*WORK INSTRUCTIONS:* Show each line of the entries below in which the word "jersey" appears.

*SUPPLIED DATA:*
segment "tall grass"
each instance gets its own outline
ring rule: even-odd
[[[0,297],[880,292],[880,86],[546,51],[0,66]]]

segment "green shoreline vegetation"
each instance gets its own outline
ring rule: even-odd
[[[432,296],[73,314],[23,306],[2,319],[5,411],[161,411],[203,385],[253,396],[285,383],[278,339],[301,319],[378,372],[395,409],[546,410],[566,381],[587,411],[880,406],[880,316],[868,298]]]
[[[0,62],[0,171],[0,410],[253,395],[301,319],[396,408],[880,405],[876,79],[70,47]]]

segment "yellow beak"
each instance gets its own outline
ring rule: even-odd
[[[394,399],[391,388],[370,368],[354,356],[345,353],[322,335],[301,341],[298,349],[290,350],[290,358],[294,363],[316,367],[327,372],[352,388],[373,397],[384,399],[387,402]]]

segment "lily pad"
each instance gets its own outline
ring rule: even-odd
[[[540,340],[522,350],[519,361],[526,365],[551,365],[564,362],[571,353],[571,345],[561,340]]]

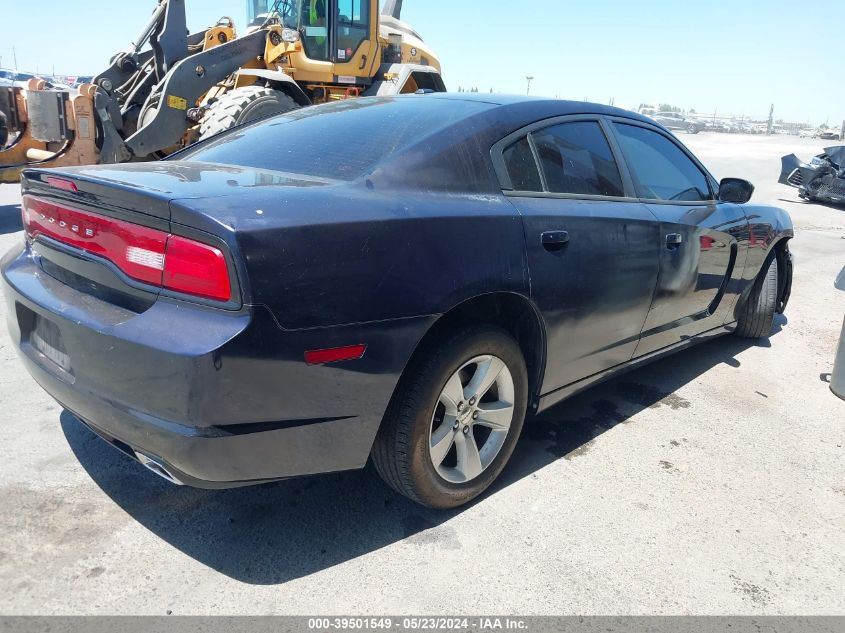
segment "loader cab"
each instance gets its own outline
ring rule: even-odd
[[[252,24],[275,13],[299,34],[308,60],[334,64],[335,75],[369,76],[378,57],[378,0],[249,0],[247,7]]]

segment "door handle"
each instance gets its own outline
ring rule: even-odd
[[[559,251],[569,243],[569,232],[546,231],[540,235],[540,241],[547,251]]]
[[[674,251],[683,243],[684,236],[680,233],[669,233],[666,236],[666,248],[668,248],[670,251]]]

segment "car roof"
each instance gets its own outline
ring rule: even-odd
[[[419,97],[421,95],[416,96]],[[623,117],[654,125],[654,121],[647,116],[630,110],[623,110],[622,108],[592,103],[590,101],[569,101],[566,99],[549,99],[548,97],[539,96],[476,92],[437,92],[424,95],[424,98],[487,103],[491,106],[497,106],[501,110],[508,111],[510,114],[515,115],[519,113],[525,118],[526,122],[532,118],[535,121],[539,121],[554,116],[566,116],[570,114],[597,114]]]
[[[364,153],[372,158],[371,164],[367,162],[369,158],[358,161],[361,163],[359,167],[364,170],[361,177],[366,177],[370,182],[378,181],[378,186],[381,188],[400,187],[423,191],[454,190],[480,193],[501,191],[490,160],[490,149],[511,134],[518,133],[538,122],[550,121],[551,124],[557,117],[567,115],[599,115],[620,117],[658,128],[663,127],[654,120],[634,112],[586,101],[481,93],[425,93],[362,97],[332,102],[314,106],[307,111],[290,112],[247,124],[244,130],[254,126],[270,126],[275,129],[283,123],[305,125],[310,128],[314,125],[314,117],[319,117],[323,113],[333,116],[333,125],[341,120],[339,117],[347,115],[352,117],[347,119],[347,122],[354,120],[357,121],[357,125],[360,125],[361,117],[369,113],[372,116],[364,116],[363,119],[366,125],[379,126],[379,130],[388,132],[395,127],[394,132],[391,132],[396,134],[395,138],[388,139],[375,149],[371,148],[369,152]],[[425,125],[420,123],[422,119],[427,120]],[[390,122],[395,125],[393,127],[387,125]],[[413,125],[409,128],[407,123]],[[316,140],[313,135],[325,133],[329,127],[331,126],[319,126],[311,130],[309,142],[314,146],[322,147],[321,141]],[[290,128],[283,131],[291,134]],[[233,132],[233,134],[238,133]],[[374,134],[373,137],[381,138],[379,134]],[[324,141],[331,144],[333,139],[324,139]],[[172,158],[188,161],[207,160],[203,152],[212,151],[219,145],[218,140],[209,139],[207,143],[201,142],[188,148],[184,153],[175,154]],[[228,145],[228,142],[227,146],[230,151],[234,147]],[[350,147],[357,148],[355,144],[350,144]],[[358,149],[355,151],[358,152]],[[342,155],[343,152],[339,152],[337,158],[342,158]],[[212,159],[212,162],[217,160],[222,159],[217,157]],[[225,163],[226,160],[223,162]],[[357,164],[356,160],[358,159],[349,158],[347,162]],[[252,163],[236,161],[231,164],[256,166]],[[321,164],[325,167],[329,163],[323,161]],[[258,166],[275,168],[263,163]],[[303,168],[301,164],[299,167]],[[301,173],[315,175],[308,171]],[[326,174],[316,175],[326,176]],[[328,175],[330,176],[331,174]],[[354,179],[357,178],[358,176]]]
[[[588,101],[483,93],[427,93],[370,98],[389,100],[400,110],[411,103],[451,102],[458,113],[448,126],[429,135],[421,134],[414,143],[397,149],[389,160],[381,163],[378,178],[382,186],[484,193],[501,191],[490,162],[490,148],[511,134],[557,117],[612,116],[665,130],[660,123],[646,116]],[[470,104],[484,104],[486,107],[462,107]],[[461,113],[461,110],[466,110],[466,113]],[[467,151],[468,147],[476,151]]]

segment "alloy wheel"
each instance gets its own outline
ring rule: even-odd
[[[502,450],[514,418],[514,380],[492,355],[464,363],[446,381],[429,431],[437,474],[454,484],[472,481]]]

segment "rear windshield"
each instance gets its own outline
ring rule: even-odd
[[[178,160],[355,180],[397,150],[491,107],[425,95],[350,99],[224,132]]]

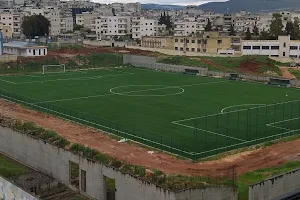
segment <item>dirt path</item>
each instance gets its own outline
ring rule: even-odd
[[[237,173],[241,174],[250,170],[277,166],[288,160],[300,159],[300,140],[296,140],[228,156],[218,161],[193,163],[188,160],[178,160],[164,153],[149,154],[147,149],[133,144],[118,143],[95,129],[28,110],[3,100],[0,100],[0,113],[8,117],[34,122],[39,126],[56,131],[71,142],[90,146],[126,163],[160,169],[166,173],[215,177],[224,175],[224,170],[232,165],[236,165]]]
[[[289,67],[279,67],[281,73],[282,73],[282,77],[283,78],[287,78],[287,79],[294,79],[296,78],[290,71],[289,71]]]

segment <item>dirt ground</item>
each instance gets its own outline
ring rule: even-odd
[[[295,79],[296,77],[289,71],[290,67],[279,67],[282,77],[287,79]],[[293,68],[294,69],[294,68]],[[295,68],[296,69],[296,68]],[[297,70],[297,69],[296,69]]]
[[[90,146],[115,156],[125,163],[143,165],[149,169],[160,169],[165,173],[199,176],[223,176],[226,169],[236,165],[237,174],[265,167],[277,166],[289,160],[300,159],[300,140],[280,143],[267,148],[227,156],[217,161],[194,163],[180,160],[162,152],[149,154],[148,150],[132,143],[118,143],[107,134],[75,123],[55,118],[17,104],[0,100],[0,113],[4,116],[34,122],[46,129],[54,130],[71,142]]]

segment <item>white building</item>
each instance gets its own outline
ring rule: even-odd
[[[60,34],[60,10],[55,7],[45,7],[41,9],[26,9],[24,10],[26,16],[43,15],[50,22],[50,36],[57,36]]]
[[[205,19],[184,19],[174,23],[174,36],[189,36],[202,33],[206,26]]]
[[[94,30],[97,40],[125,36],[131,34],[131,20],[129,16],[99,16],[95,19]]]
[[[23,17],[24,15],[20,13],[1,13],[0,22],[3,26],[10,26],[14,37],[20,37]]]
[[[47,46],[38,46],[28,42],[9,42],[3,44],[4,54],[17,56],[46,56]]]
[[[144,17],[132,18],[132,38],[141,39],[143,36],[159,35],[160,28],[163,26],[158,24],[156,19],[146,19]]]
[[[300,40],[279,36],[278,40],[243,40],[242,55],[264,55],[271,57],[299,58]]]

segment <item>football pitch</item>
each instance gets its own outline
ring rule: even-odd
[[[195,160],[300,129],[299,89],[138,68],[1,76],[0,96]]]

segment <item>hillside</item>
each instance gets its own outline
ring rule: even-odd
[[[296,10],[300,9],[299,0],[229,0],[227,2],[212,2],[199,6],[200,9],[213,12],[249,12]]]
[[[160,4],[142,4],[143,10],[182,10],[184,6],[178,5],[160,5]]]

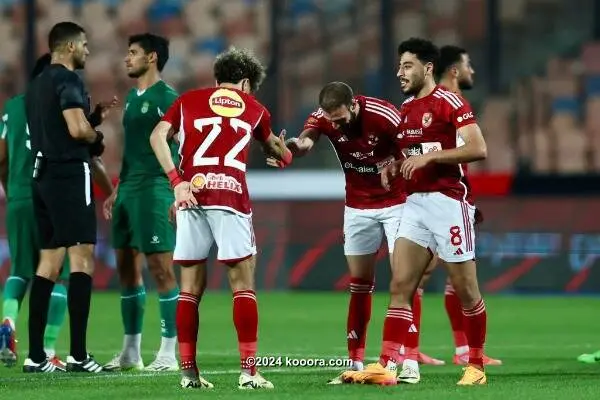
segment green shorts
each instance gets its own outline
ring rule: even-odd
[[[172,252],[175,226],[169,221],[169,208],[175,197],[171,188],[118,190],[112,210],[113,247],[132,248],[144,254]]]
[[[10,275],[31,279],[40,261],[40,239],[32,199],[11,199],[7,202],[6,234],[10,251]],[[69,272],[69,260],[65,257],[59,279],[68,280]]]

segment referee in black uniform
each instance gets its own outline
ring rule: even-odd
[[[88,353],[87,324],[94,271],[96,212],[90,164],[104,150],[99,125],[112,105],[90,114],[87,92],[74,72],[89,54],[85,31],[72,22],[56,24],[48,44],[52,62],[25,94],[27,123],[34,158],[33,204],[42,251],[29,304],[29,356],[25,372],[53,372],[43,336],[50,294],[68,253],[68,307],[71,350],[67,370],[100,372]]]

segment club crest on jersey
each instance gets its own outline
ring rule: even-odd
[[[421,122],[423,123],[423,128],[427,128],[433,122],[433,115],[430,112],[423,114]]]
[[[242,193],[242,184],[233,176],[225,174],[196,174],[191,180],[192,186],[197,189],[206,190],[230,190],[236,193]]]
[[[208,105],[215,114],[227,118],[239,117],[246,109],[242,96],[229,89],[215,90],[208,99]]]
[[[148,108],[150,108],[150,103],[145,101],[144,104],[142,104],[142,109],[140,111],[142,114],[146,114],[148,112]]]
[[[369,134],[369,139],[367,140],[367,143],[369,143],[369,145],[371,146],[375,146],[377,145],[377,143],[379,142],[379,138],[373,134]]]

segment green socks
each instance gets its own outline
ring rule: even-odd
[[[143,286],[121,290],[121,318],[125,335],[142,333],[145,307],[146,289]]]
[[[10,319],[15,325],[19,316],[19,308],[29,280],[19,276],[9,276],[4,285],[4,303],[2,304],[2,319]]]
[[[48,322],[44,332],[44,350],[50,358],[55,356],[56,339],[67,313],[67,288],[57,283],[54,285],[48,307]]]
[[[176,287],[166,293],[158,294],[160,305],[160,327],[164,338],[177,336],[175,326],[175,312],[177,311],[177,299],[179,299],[179,288]]]

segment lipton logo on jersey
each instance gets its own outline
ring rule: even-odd
[[[242,184],[233,176],[225,174],[196,174],[192,177],[192,186],[197,189],[206,190],[230,190],[236,193],[242,193]]]
[[[421,129],[421,128],[418,128],[418,129],[405,129],[401,133],[399,133],[396,137],[398,139],[402,139],[403,136],[406,136],[406,137],[423,136],[423,129]]]
[[[423,128],[427,128],[433,122],[433,115],[430,112],[423,114],[421,122],[423,123]]]
[[[463,115],[459,115],[458,118],[456,118],[456,121],[463,122],[463,121],[466,121],[471,118],[473,118],[473,112],[468,112],[468,113],[464,113]]]
[[[239,117],[246,109],[242,96],[229,89],[215,90],[208,99],[208,105],[215,114],[227,118]]]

*RESPONSE BELOW:*
segment club crest on jersey
segment lipton logo on jersey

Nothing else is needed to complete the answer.